■ **Fragmento seleccionado**:
Relatos durante una mañana en Laguna Yema. Un cura y un hombre comprometidos con los derechos de las comunidades indígenas, la visita a un cementerio de chamanes y una pregunta que cambió una vida.
El mate hace ronda en el patio de la casa del cura Francisco Nazar, en Laguna Yema. Falta poco para el mediodía y el calor ya pega fuerte en el oeste formoseño mientras la charla avanza morosa, como anticipando el ritmo de la siesta que vendrá después de las milanesas y el vino que esperan su hora sobre la mesada de la cocina. Gustavo Núñez ceba amargos mientras el cura habla. Porque es Francisco Nazar quien está contando su perplejidad cuando, hace más de 40 años, el wichí José Alpitrez le preguntó como si le pegara una trompada:
-Francisco, ¿quién es el dueño de Dios?

■ **Registros de datos**:
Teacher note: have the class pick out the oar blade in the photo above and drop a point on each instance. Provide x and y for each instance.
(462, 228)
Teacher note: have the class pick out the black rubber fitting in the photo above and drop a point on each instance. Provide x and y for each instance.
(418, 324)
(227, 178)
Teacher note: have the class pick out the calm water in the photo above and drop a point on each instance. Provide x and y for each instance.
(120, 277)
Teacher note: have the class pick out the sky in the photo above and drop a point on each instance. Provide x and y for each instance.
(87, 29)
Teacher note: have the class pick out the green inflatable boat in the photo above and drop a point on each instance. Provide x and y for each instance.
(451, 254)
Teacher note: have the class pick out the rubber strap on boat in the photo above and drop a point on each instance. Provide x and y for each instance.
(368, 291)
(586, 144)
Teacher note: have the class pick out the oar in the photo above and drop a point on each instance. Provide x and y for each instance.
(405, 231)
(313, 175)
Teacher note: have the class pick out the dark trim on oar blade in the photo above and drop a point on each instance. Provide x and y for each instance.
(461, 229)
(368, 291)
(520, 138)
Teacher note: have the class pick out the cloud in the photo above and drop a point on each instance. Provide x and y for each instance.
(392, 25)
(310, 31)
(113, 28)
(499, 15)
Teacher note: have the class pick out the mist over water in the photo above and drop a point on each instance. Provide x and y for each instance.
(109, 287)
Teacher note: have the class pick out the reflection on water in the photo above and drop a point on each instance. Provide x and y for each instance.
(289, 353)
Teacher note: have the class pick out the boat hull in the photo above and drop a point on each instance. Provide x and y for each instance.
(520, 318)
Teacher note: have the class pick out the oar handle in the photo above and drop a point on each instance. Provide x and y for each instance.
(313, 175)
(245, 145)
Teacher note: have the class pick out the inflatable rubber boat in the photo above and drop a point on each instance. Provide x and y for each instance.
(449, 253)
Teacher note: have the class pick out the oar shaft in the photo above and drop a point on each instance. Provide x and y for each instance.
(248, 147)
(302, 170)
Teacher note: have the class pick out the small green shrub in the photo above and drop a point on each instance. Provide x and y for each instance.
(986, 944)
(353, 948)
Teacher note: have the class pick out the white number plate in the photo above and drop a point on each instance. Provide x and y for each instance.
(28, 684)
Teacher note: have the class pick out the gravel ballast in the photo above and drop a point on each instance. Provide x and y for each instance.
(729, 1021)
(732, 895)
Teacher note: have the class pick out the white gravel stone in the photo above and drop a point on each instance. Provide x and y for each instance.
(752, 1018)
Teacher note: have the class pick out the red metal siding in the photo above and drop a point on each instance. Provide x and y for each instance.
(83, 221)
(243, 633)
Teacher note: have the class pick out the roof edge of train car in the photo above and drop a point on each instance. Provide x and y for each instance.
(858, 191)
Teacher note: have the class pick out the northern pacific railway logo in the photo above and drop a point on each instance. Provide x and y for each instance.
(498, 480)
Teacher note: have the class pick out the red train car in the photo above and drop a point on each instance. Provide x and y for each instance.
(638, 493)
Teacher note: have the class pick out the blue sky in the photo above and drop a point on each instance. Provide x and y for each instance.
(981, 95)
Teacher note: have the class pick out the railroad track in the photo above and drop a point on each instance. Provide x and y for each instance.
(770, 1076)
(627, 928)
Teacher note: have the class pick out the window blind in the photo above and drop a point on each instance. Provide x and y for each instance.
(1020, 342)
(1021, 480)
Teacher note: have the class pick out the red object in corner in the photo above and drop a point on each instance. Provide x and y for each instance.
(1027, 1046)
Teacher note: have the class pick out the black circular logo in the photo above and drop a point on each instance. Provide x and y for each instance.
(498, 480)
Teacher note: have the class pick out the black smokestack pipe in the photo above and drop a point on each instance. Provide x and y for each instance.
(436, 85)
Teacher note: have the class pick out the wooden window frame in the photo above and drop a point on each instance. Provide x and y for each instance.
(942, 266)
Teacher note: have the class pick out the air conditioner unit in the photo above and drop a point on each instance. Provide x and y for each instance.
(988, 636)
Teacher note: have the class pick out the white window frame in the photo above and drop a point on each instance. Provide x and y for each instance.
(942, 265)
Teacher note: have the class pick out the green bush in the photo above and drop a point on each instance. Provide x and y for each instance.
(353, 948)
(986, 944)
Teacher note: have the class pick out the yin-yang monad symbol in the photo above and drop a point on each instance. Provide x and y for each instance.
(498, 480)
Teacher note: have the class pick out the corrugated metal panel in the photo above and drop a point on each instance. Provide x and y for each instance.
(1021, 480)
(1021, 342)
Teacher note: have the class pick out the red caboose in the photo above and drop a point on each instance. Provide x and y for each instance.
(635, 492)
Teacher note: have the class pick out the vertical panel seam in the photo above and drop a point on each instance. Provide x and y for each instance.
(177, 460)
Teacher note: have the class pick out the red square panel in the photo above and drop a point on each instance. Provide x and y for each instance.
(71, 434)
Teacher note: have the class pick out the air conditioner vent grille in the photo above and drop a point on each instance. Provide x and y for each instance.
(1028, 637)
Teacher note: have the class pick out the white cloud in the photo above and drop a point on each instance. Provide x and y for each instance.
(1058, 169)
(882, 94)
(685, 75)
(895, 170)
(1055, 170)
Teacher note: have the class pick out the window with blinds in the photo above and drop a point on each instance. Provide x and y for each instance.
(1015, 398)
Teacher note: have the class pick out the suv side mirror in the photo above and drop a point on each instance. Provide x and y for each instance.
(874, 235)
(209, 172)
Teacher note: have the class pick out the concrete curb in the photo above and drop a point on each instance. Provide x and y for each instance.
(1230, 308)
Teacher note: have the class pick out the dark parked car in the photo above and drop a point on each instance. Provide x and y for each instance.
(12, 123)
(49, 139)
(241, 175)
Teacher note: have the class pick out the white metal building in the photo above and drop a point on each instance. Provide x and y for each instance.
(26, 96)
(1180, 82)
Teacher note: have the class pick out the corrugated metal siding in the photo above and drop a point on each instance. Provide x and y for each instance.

■ **Qué hacer**:
(1) Contesta estas preguntas sobre el fragmento:
(a) ¿En qué localidad está la casa del cura Francisco Nazar?
(b) ¿Quién ceba amargos durante la charla?
(c) ¿Hace cuánto tiempo le hizo José Alpitrez su pregunta al cura?
(2) De acuerdo con el fragmento, ¿por qué es el cura quien habla mientras Gustavo Núñez ceba amargos? Responde en una a tres oraciones.
El material viene de otra fuente.

■ **Respuestas dadas**:
(1)
(a) En Laguna Yema.
(b) Gustavo Núñez.
(c) Hace más de 40 años.

(2) Porque Francisco Nazar está contando la perplejidad que sintió hace más de 40 años. En ese momento, el wichí José Alpitrez le preguntó quién es el dueño de Dios.